Task:
Reproduce each of the following items word for word, omitting the pictures.
::: The data :::
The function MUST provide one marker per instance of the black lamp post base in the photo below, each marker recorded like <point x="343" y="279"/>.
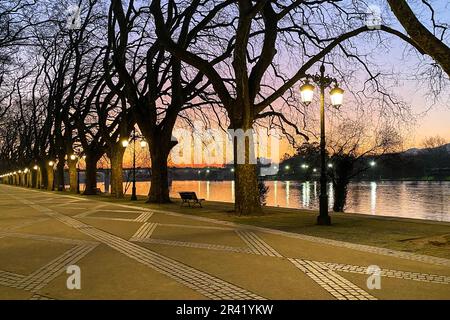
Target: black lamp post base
<point x="133" y="194"/>
<point x="323" y="220"/>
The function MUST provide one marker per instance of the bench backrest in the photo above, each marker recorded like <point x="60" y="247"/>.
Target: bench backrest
:::
Exercise solution:
The function MUST provide one marker per instance of the black lamp post base in the photo below, each marker recorded like <point x="343" y="279"/>.
Target: black lamp post base
<point x="133" y="194"/>
<point x="323" y="220"/>
The function MUST provide one marker per instance of the bench backrest in the photo above, each marker recorded like <point x="60" y="247"/>.
Target: bench backrest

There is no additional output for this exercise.